§ PASSAGE TO READ:
+ + + + + + +

The cs182_all_about_autoencoders from chancharikmitra

ℹ️ About

Welcome to our comprehensive project on autoencoders, where we start with introducing the motivations and purposes of autoencoder architectures. From there, we cover how to implement the (Vanilla) Autoencoder (AE), Variational Autoencoder (VAE), and finally, the more SOTA Vector-Quantized Variational Autoencoder (VQVAE). These implemntations are supplemented with an array of informative ablations, visualizations, and conceptual problems. Our "Where to Go Next" and "References" sections are great resources for additional learning.

This resource was created as a final project for UC Berkeley's Deep Learning course CS 182. If you enjoyed your experience using this resource, we would appreciate sharing and starring of the repo so that others can gain value from the project. We are more than happy to receive feedback through Github Issues. There's a lot of great info in this README, but if you want to jump right in, go straight ahead to the Setup section and get started! Happy Learning!

+ + + + + + +

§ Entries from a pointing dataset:
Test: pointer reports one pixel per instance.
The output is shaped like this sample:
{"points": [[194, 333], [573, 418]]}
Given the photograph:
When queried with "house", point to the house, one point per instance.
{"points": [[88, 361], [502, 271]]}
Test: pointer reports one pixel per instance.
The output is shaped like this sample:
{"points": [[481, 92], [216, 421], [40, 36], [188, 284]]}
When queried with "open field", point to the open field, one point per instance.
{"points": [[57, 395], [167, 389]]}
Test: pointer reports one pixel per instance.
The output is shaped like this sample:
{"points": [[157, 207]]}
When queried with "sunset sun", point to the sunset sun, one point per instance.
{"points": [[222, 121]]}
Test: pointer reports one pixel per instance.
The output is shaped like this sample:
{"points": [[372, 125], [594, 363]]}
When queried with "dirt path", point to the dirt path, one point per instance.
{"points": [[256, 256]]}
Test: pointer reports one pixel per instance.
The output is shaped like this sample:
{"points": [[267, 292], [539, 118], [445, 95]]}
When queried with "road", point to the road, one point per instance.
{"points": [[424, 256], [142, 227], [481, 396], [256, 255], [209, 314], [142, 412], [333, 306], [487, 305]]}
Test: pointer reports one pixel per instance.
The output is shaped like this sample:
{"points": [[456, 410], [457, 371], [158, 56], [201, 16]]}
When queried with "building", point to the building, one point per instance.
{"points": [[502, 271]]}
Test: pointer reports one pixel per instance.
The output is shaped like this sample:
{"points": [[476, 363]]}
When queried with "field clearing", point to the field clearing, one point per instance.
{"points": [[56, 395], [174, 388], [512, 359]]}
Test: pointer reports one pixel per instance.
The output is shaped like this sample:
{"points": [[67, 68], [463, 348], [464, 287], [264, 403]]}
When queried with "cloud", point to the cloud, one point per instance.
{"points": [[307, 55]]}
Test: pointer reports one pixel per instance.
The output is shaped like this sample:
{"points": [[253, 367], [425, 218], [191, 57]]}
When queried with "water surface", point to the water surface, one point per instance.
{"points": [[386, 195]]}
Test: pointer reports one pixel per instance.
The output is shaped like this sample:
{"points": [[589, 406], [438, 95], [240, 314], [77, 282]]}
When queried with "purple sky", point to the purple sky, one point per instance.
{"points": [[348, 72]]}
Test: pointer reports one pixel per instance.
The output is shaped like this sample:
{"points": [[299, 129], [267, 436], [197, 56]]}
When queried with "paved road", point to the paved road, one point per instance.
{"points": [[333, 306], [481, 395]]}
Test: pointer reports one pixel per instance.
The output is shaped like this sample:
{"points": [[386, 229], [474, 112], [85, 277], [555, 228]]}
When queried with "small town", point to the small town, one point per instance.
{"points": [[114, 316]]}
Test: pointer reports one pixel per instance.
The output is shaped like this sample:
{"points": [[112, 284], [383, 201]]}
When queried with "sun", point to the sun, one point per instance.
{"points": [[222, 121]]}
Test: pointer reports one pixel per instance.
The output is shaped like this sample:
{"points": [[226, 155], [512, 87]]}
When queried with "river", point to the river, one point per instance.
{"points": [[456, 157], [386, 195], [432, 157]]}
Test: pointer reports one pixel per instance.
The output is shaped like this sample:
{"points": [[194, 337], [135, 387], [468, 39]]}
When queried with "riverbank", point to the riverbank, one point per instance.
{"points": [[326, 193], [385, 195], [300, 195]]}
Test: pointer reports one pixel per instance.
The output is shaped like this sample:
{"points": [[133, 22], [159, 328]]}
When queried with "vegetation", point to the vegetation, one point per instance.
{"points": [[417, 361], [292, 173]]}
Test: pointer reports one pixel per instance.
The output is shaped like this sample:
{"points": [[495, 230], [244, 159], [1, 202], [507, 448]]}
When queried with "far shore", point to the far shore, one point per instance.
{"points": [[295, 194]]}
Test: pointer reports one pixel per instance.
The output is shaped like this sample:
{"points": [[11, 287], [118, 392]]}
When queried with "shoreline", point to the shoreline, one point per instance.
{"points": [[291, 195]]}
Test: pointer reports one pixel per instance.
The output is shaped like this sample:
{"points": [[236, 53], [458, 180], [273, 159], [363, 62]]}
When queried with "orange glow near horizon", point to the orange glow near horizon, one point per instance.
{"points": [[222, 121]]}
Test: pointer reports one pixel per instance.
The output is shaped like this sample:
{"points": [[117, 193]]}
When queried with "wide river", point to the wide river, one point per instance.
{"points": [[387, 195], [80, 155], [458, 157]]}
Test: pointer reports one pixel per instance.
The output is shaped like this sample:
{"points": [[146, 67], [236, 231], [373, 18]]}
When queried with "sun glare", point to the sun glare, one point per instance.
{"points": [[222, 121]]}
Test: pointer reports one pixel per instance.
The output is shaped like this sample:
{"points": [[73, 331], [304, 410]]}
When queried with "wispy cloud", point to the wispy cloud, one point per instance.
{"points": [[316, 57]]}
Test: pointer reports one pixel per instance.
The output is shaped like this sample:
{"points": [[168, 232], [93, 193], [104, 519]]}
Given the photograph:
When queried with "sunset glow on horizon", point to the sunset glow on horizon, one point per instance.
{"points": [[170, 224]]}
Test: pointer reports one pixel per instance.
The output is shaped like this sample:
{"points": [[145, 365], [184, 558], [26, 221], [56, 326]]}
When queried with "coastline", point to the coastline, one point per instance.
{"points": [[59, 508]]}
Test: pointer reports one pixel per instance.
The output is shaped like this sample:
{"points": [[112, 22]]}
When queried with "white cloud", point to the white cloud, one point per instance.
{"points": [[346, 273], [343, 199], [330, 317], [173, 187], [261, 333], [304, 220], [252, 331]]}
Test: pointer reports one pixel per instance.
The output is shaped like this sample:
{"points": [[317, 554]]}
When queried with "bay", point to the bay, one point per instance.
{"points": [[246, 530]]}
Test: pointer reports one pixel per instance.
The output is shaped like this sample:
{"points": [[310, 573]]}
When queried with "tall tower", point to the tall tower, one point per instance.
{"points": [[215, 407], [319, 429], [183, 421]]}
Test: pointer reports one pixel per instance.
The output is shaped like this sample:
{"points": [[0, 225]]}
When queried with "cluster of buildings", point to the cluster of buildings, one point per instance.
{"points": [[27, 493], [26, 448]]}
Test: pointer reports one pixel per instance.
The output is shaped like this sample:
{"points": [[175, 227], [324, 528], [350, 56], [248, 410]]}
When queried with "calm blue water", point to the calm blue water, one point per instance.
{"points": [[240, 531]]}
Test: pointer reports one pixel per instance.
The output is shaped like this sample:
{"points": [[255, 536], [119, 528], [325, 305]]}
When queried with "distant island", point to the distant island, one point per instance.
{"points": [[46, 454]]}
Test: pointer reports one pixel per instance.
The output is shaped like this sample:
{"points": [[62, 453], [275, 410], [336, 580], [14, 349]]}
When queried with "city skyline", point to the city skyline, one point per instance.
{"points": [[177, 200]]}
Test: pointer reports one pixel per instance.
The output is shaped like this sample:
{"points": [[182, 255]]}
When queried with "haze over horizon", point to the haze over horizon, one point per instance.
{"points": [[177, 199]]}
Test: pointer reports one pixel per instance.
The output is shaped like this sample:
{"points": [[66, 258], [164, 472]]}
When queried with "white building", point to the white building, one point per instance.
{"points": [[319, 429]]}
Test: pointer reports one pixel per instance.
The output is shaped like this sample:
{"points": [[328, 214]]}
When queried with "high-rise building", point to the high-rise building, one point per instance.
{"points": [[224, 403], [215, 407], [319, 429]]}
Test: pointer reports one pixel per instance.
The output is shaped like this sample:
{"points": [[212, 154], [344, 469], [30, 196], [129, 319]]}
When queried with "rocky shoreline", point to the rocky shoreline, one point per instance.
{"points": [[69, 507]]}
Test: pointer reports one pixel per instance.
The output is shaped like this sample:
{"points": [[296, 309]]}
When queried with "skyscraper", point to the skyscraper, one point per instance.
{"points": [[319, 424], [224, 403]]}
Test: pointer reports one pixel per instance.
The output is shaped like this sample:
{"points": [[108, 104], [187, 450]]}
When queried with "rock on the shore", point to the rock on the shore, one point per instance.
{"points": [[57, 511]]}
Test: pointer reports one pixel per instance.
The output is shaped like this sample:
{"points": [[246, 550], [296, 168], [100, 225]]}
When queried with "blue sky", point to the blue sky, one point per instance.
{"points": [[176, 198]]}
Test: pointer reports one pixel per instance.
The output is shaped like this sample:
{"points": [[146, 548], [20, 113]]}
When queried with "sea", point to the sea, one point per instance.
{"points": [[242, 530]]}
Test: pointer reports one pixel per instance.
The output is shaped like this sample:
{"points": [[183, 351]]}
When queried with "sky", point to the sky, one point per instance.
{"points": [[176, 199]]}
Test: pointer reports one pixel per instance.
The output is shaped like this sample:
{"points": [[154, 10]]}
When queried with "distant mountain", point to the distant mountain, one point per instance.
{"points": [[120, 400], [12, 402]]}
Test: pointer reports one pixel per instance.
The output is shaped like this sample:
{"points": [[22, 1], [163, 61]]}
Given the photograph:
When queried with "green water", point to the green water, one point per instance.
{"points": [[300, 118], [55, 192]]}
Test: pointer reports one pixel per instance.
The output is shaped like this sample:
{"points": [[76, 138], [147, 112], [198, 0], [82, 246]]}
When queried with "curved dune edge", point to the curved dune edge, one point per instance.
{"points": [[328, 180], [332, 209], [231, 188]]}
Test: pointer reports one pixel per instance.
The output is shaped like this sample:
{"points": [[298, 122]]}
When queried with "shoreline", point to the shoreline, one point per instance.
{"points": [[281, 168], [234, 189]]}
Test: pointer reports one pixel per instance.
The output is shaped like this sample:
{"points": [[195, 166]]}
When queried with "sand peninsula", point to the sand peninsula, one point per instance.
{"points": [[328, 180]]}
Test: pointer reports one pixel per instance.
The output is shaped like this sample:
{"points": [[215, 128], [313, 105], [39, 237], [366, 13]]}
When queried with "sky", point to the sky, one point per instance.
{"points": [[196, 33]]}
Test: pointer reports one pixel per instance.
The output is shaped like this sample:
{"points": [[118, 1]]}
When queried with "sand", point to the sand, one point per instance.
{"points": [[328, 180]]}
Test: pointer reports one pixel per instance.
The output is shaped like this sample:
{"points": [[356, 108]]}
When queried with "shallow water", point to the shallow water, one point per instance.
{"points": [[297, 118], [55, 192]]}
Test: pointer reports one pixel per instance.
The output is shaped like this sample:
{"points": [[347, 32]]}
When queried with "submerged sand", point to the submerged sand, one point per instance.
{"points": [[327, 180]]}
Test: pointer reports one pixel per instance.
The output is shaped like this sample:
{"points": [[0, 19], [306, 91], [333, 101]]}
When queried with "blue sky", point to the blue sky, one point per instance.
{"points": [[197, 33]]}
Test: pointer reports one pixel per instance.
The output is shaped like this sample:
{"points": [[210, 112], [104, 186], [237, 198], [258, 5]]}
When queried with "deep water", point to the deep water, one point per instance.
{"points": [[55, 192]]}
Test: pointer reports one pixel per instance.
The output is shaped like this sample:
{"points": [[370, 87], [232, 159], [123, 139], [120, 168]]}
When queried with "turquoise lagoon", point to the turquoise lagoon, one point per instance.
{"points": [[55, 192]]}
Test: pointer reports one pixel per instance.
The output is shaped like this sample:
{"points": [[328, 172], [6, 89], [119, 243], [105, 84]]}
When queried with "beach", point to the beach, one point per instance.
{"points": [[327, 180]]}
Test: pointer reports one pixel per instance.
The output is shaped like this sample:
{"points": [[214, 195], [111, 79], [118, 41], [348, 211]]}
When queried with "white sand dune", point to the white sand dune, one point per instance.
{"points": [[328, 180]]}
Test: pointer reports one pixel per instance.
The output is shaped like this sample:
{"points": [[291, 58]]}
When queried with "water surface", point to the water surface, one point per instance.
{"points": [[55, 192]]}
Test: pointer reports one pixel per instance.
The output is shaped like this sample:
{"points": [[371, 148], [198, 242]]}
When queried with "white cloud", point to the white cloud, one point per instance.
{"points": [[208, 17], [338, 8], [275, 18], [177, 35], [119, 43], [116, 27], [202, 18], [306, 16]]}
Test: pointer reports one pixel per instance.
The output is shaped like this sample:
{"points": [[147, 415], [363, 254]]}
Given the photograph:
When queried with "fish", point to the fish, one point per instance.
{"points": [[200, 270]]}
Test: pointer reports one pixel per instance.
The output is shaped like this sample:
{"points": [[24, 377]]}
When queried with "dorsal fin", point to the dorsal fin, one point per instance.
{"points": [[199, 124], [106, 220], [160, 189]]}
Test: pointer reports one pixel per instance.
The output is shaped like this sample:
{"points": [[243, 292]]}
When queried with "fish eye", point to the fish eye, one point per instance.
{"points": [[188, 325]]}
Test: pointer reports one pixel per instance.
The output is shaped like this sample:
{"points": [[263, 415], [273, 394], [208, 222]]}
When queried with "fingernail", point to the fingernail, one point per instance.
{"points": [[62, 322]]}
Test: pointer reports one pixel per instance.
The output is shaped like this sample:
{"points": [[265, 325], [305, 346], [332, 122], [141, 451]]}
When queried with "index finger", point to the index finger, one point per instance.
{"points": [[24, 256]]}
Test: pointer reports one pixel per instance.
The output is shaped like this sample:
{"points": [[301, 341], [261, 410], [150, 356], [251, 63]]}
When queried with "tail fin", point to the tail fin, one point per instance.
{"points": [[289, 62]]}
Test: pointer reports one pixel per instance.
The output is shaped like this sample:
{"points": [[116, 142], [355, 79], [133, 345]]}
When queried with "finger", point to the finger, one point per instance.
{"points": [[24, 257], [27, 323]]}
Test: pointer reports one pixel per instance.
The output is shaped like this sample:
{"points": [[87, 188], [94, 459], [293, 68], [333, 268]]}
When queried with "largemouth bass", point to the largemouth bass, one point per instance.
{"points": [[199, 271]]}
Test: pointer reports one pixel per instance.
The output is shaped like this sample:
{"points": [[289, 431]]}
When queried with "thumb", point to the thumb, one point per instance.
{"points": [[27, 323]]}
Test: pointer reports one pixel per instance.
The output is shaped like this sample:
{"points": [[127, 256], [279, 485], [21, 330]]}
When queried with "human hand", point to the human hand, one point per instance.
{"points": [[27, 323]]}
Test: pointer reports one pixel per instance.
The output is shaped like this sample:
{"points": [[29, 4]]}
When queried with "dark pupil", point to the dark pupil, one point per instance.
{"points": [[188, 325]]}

+ + + + + + +

§ WRITTEN TASK:
According to the autoencoder project description above, which course was the resource created for as a final project?

§ THE OUTPUT:
UC Berkeley's Deep Learning course, CS 182.